▶ **THE TASK**:
Please render each line of the records below as a JSON list of strings, one string per line, and leave out blank lines and the pictures.
— start of EXERCISE INPUTS —
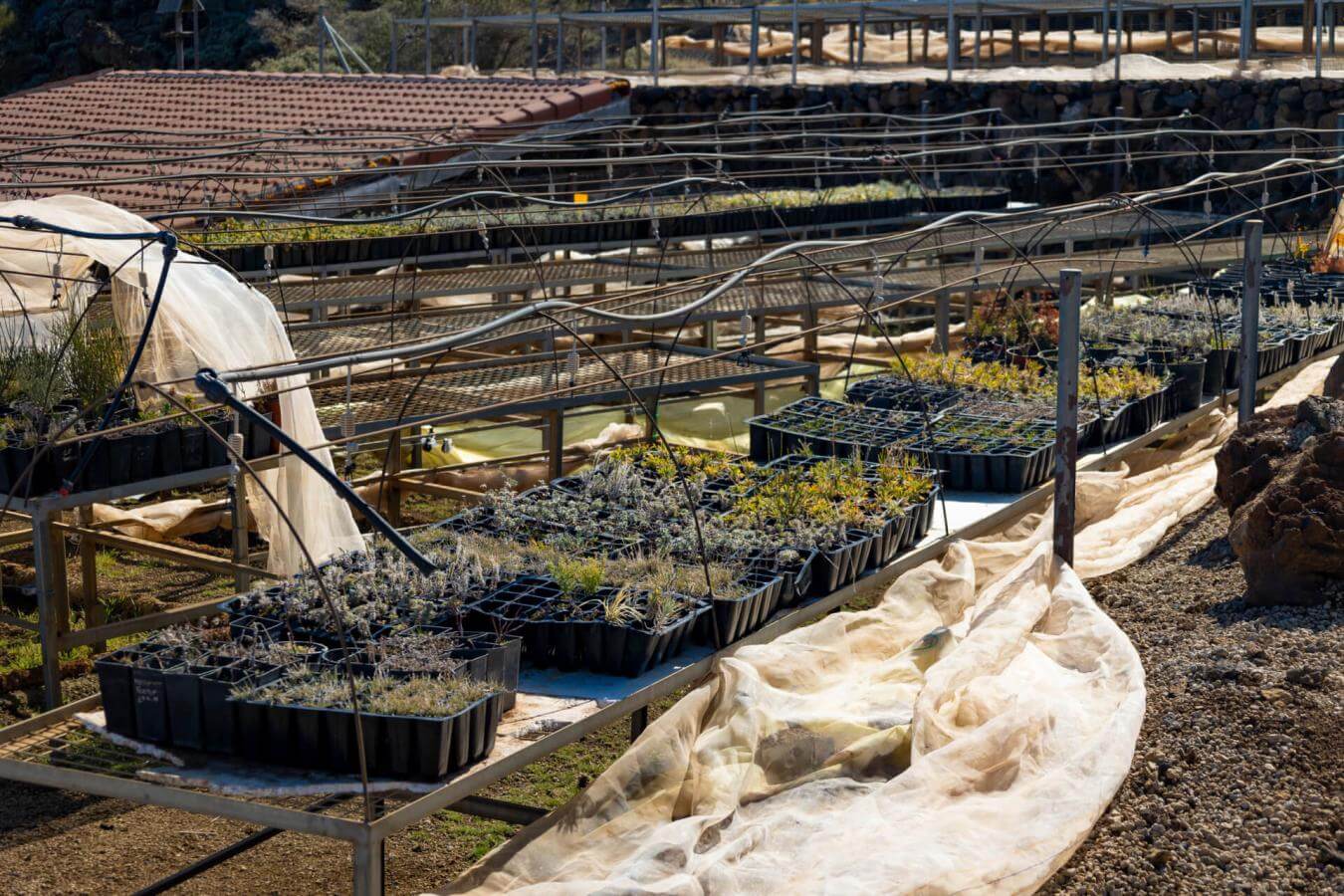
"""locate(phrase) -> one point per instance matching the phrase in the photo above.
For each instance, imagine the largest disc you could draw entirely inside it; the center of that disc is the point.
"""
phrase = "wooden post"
(1066, 412)
(95, 615)
(1250, 320)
— end of EXERCISE INPUTS —
▶ **TASK SOLUTION**:
[
  "\"\"\"locate(phrase) -> one point per instance matching the phrase in the photo above.",
  "For each instance, imagine the largest disc you could draw entirely inside it; the center of that disc is the point.",
  "\"\"\"",
  "phrase = \"wooden post\"",
  "(1066, 412)",
  "(95, 615)",
  "(1250, 320)"
]